THE INPUT:

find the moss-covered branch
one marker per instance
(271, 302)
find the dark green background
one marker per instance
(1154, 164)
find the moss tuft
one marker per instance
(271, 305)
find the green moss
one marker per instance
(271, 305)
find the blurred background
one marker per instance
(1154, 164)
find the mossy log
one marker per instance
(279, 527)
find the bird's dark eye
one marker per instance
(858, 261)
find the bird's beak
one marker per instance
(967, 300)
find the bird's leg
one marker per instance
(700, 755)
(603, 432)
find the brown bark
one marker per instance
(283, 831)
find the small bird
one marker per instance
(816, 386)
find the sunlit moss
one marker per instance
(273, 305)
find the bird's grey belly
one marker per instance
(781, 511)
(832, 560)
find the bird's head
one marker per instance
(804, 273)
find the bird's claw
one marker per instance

GIVEN PROBLEM:
Please copy out every row above, requests included, and multiply each coordinate in the answers by 1.1, rounding to the nearest whole number with halves going up.

EXERCISE RESULT:
find the moss-covered branch
one marker per instance
(298, 332)
find the dark green background
one marker per instance
(1269, 180)
find the moss tuft
one marker per instance
(298, 336)
find the green moss
one marker per instance
(298, 336)
find the blurred background
one marker per instance
(1269, 180)
find the mossy log
one marker per instance
(307, 580)
find the bird's dark eye
one marker per instance
(944, 287)
find the bird's beak
one marker per instance
(1064, 330)
find the bird's leg
one marker per instance
(770, 831)
(663, 475)
find the brown bark
one marker per instance
(311, 914)
find the small bird
one marker per instance
(898, 425)
find the sunlit moss
one marker per instance
(300, 336)
find the bird's grey belly
one marker per instance
(859, 562)
(915, 616)
find the bird's head
one marker per instance
(884, 300)
find the bird's claw
one marker per instance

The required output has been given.